*TEXTE FOURNI:*
J'ai eu l'honneur d'avoir chez moi M. le duc de Bragance, que je crois votre beau-frère ou votre oncle, et qui me paraît bien digne de vous être quelque chose. Il pense comme vous; et il n'y a plus que des universités comme celle de Louvain où l'on pense autrement. Le monde est bien changé.

Je crois M. d'Hermenches actuellement à Paris : il ne doit pas être jusqu'ici trop content de l'expédition de Corse.

Puissiez-vous, monsieur le prince, ne vous faire jamais tuer par des montagnards ou par des housards! vivez très long-temps pour les intérêts de l'esprit, des graces et de la raison.

Agréez mon sincère et tendre respect.

CCXXII

A M. LE COMTE DE SCHOUVALOF.

A Ferney, 3 décembre.

Voilà, monsieur, deux beaux ouvrages contre le fanatisme. Voilà deux engagemens pris, à la face du ciel et de la terre, de ne jamais permettre à la religion de persécuter la probité. Il est temps que le monstre de la superstition soit enchaîné. Les princes catholiques commencent un peu à réprimer ses entreprises; mais au lieu de couper les têtes de l'hydre, ils se bornent à lui mordre la queue; ils reconnaissent encore deux puissances, ou du moins ils feignent de les reconnaître : ils ne sont pas assez hardis pour déclarer que l'église doit dépendre uniquement des lois du souverain; leurs sujets achètent encore des dispenses à Rome; les évêques payent des annates à la chambre qu'on nomme apostolique; les archevêques achètent chèrement un licou de laine qu'on nomme un pallium. Il n'y a que votre illustre souveraine qui ait raison; elle paye les prêtres, elle ouvre leur bouche et la ferme; ils sont à ses ordres, et tout est tranquille.

*DOCUMENTS SOURCES:*
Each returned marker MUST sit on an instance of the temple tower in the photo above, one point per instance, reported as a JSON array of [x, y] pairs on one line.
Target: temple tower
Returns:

*TRAVAIL DEMANDÉ:*
**a.** Recopiez le passage du texte fourni qui va de « J'ai eu l'honneur » jusqu'à « Ferney, 3 décembre. », en substituant « Coimbre » à « Louvain ».
**b.** D'après le texte fourni, qu'achètent chèrement les archevêques ?

*RÉPONSES ATTENDUES:*
**a.**
J'ai eu l'honneur d'avoir chez moi M. le duc de Bragance, que je crois votre beau-frère ou votre oncle, et qui me paraît bien digne de vous être quelque chose. Il pense comme vous; et il n'y a plus que des universités comme celle de Coimbre où l'on pense autrement. Le monde est bien changé.

Je crois M. d'Hermenches actuellement à Paris : il ne doit pas être jusqu'ici trop content de l'expédition de Corse.

Puissiez-vous, monsieur le prince, ne vous faire jamais tuer par des montagnards ou par des housards! vivez très long-temps pour les intérêts de l'esprit, des graces et de la raison.

Agréez mon sincère et tendre respect.

CCXXII

A M. LE COMTE DE SCHOUVALOF.

A Ferney, 3 décembre.

**b.** Ils achètent chèrement un licou de laine qu'on nomme un pallium.